### Exercise details
Please retype, without changing a character, the part of the items below that opens with the line containing "the man's ear?" and runs through the end of the items.

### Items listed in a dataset
+ + +
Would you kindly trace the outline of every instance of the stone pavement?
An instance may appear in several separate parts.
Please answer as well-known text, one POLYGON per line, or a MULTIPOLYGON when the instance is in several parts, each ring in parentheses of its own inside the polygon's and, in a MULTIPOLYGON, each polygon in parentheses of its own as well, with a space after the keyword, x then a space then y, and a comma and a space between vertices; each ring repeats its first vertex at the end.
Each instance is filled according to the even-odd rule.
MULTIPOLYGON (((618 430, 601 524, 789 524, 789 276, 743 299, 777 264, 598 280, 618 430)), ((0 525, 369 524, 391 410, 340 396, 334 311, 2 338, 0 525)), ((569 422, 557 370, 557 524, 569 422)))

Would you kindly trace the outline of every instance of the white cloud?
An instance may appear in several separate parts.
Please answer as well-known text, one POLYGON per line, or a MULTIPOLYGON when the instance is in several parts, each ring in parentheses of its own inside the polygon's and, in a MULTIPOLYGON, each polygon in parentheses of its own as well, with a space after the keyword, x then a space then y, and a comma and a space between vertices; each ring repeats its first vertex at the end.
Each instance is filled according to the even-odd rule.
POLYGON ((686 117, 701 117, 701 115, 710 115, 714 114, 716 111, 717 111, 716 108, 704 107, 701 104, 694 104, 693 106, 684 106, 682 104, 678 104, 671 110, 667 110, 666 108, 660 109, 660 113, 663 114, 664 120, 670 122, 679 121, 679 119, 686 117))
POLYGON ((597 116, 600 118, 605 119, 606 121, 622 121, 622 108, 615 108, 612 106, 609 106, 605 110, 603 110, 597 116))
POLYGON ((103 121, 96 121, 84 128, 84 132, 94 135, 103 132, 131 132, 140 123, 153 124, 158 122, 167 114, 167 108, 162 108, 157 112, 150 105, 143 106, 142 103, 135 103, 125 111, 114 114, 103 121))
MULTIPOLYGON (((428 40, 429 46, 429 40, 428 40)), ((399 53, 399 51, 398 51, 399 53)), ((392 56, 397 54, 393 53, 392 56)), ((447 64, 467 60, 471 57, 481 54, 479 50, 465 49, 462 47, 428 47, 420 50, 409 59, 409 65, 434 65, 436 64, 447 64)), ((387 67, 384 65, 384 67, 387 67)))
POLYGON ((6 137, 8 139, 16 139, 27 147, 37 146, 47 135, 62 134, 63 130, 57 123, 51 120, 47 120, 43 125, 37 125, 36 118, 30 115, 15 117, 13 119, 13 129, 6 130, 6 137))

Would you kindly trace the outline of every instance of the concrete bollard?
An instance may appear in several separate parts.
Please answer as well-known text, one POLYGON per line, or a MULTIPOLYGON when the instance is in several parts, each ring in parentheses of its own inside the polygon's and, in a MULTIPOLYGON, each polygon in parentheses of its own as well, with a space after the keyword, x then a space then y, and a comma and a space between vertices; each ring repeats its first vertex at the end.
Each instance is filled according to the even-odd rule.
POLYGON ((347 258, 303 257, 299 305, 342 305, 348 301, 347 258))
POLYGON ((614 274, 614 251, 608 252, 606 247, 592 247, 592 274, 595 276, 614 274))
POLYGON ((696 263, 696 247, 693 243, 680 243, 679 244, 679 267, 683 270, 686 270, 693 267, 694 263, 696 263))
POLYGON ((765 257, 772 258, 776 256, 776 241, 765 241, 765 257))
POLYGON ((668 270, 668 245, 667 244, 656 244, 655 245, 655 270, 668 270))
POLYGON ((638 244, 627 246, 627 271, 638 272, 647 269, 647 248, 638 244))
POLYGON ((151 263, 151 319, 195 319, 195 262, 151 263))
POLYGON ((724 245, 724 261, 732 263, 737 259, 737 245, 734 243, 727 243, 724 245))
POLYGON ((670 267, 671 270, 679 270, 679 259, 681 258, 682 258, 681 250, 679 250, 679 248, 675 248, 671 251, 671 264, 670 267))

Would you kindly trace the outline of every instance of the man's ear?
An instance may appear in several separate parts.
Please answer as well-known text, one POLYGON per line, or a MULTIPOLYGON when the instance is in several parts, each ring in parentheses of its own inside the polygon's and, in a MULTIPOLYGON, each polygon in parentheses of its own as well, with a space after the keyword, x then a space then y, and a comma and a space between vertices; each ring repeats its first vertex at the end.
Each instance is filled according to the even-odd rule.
+ + +
### Output of the task
Would you kindly trace the outline of every instance of the man's ear?
An instance may appear in several separate parts.
Please answer as well-known text, one POLYGON per line, or a MULTIPOLYGON when the instance is in several parts, each ring in parentheses of its own inside the polygon's and, in a MULTIPOLYGON, each polygon in parentheses of its own as well, with a space after the keyword, x then a space then y, and a comma and a space between vertices; each ring repeats its first vertex at the end.
Each instance is filled according to the even-odd rule.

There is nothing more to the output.